> _SOURCE EXCERPT_:
--- BEGIN ---

August 17, 2015
By James Tarr
Right now one of the bandwagons gun writers are jumping on is the perception the HK VP9 is the “greatest striker-fired gun ever!” This is a mystery to me not only because just about every other gun company is already making a polymer-framed, striker-fired gun, but also because most of them are as good as or better than the HK VP9. One of those is the FNS from FNH USA, but it hasn’t gotten nearly the press and attention as some competing designs. Now that FNH has introduced a compact version of the FNS—the FNS-C—perhaps this perception will change.
The FNS is a full-size pistol, a great duty gun but a little big to carry concealed. The FNS-C is reduced enough in size to be easily concealed, but it’s still large enough to be comfortably shot. It is appropriately named a “compact.” It’s small enough to conceal well in a holster or in a bag or purse, but it’s not a “pocket gun” because it’s too big and heavy for that.

--- END ---

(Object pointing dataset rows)
--- BEGIN ---

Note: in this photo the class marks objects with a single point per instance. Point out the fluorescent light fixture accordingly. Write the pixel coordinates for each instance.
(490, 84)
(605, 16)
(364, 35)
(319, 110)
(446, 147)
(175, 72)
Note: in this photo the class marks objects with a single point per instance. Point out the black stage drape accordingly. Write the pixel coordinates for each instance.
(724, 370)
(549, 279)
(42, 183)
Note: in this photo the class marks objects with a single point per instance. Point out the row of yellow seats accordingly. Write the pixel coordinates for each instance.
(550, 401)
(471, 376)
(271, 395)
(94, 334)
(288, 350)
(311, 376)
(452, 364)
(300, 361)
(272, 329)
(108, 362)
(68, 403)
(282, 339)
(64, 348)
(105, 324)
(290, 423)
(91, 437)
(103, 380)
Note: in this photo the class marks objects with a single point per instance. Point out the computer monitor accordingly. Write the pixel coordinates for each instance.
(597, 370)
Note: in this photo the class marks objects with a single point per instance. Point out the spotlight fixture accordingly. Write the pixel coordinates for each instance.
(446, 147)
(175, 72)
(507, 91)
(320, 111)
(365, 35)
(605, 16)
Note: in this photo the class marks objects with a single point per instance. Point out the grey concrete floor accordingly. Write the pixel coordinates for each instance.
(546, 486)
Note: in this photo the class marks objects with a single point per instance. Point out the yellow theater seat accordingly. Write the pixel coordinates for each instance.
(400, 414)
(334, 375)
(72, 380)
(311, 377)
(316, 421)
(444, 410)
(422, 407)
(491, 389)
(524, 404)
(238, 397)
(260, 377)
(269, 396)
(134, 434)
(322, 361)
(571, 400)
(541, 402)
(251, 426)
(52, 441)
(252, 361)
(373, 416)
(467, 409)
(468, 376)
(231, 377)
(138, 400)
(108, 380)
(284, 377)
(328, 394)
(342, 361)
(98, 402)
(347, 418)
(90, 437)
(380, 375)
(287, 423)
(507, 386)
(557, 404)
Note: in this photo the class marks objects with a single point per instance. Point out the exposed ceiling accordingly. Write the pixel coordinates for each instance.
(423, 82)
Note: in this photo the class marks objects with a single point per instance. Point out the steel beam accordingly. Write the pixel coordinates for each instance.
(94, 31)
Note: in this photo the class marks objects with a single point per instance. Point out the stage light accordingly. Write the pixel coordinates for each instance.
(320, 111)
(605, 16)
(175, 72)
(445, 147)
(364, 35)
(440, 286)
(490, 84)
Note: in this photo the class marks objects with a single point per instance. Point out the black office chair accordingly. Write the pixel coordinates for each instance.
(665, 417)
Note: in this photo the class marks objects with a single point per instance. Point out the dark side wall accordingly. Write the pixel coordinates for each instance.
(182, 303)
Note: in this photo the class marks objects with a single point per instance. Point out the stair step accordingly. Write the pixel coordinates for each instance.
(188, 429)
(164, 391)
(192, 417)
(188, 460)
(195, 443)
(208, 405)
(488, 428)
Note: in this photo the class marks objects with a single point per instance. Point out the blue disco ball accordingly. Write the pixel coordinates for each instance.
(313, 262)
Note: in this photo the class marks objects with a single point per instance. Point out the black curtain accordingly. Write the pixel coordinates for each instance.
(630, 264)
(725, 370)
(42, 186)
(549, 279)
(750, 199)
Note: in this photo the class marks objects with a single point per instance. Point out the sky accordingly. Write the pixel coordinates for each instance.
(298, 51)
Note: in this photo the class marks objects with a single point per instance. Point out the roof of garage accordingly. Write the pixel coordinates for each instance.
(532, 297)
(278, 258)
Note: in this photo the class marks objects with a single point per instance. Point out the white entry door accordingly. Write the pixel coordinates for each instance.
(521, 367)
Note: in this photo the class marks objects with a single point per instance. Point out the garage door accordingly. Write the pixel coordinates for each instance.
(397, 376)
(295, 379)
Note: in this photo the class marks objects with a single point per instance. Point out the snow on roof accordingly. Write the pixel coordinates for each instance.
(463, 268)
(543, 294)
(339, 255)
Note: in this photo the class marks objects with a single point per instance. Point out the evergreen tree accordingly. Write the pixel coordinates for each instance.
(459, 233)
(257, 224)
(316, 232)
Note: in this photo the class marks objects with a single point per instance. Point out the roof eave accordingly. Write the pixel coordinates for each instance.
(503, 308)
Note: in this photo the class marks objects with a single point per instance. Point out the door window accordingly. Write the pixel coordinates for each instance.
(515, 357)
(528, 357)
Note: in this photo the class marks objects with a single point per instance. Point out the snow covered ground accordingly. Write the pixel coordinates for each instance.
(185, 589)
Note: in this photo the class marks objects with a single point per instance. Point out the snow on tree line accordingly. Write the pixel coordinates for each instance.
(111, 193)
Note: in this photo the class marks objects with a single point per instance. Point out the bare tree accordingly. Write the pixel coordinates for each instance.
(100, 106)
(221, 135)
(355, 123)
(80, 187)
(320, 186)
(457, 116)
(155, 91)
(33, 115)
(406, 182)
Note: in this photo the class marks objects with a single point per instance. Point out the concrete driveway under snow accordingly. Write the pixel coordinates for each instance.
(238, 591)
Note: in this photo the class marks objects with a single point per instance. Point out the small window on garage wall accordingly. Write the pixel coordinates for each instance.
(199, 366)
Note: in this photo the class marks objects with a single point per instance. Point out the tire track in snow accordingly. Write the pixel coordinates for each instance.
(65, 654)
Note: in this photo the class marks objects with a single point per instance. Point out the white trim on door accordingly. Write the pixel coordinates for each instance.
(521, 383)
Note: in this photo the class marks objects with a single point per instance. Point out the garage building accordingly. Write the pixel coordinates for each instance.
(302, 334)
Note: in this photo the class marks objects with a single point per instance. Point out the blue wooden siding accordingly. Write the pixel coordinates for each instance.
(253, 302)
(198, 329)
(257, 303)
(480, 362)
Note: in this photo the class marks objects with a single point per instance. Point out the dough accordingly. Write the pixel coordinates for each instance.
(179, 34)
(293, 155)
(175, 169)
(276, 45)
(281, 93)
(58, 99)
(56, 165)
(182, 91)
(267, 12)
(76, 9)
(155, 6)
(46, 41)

--- END ---

> _THE REQUEST_: Pick up the FNS-C pistol review after its last sentence and continue it.

> _ANSWER TO THE EXERCISE_:
FNH has a history of producing firearms for government contracts (it was the U.S. military’s M4 supplier for many years), so I’m not surprised a full-size duty gun was the first FNS model introduced. I’m also not surprised the firm has followed up with a version aimed at the huge U.S. concealed-carry market. FN Herstal is a Belgian company, but its FNH USA subsidiary is based in Virginia, and the FNS and FNS-C are made in the USA.
The FNS has a 4.0-inch barrel; the new FNS-C sports a 3.6-inch barrel. The designers did away with the small beavertail at the back of the frame. The end result is a pistol more than half an inch shorter up top. But the biggest difference is in the frame, which is almost an inch shorter, and it is the frame much more than the slide that determines how well a pistol can be concealed.
The FNS-C is available in 9mm and .40 S&W. I received the 9mm version (officially the FNS-9C) to test, and it weighs 23.4 ounces empty.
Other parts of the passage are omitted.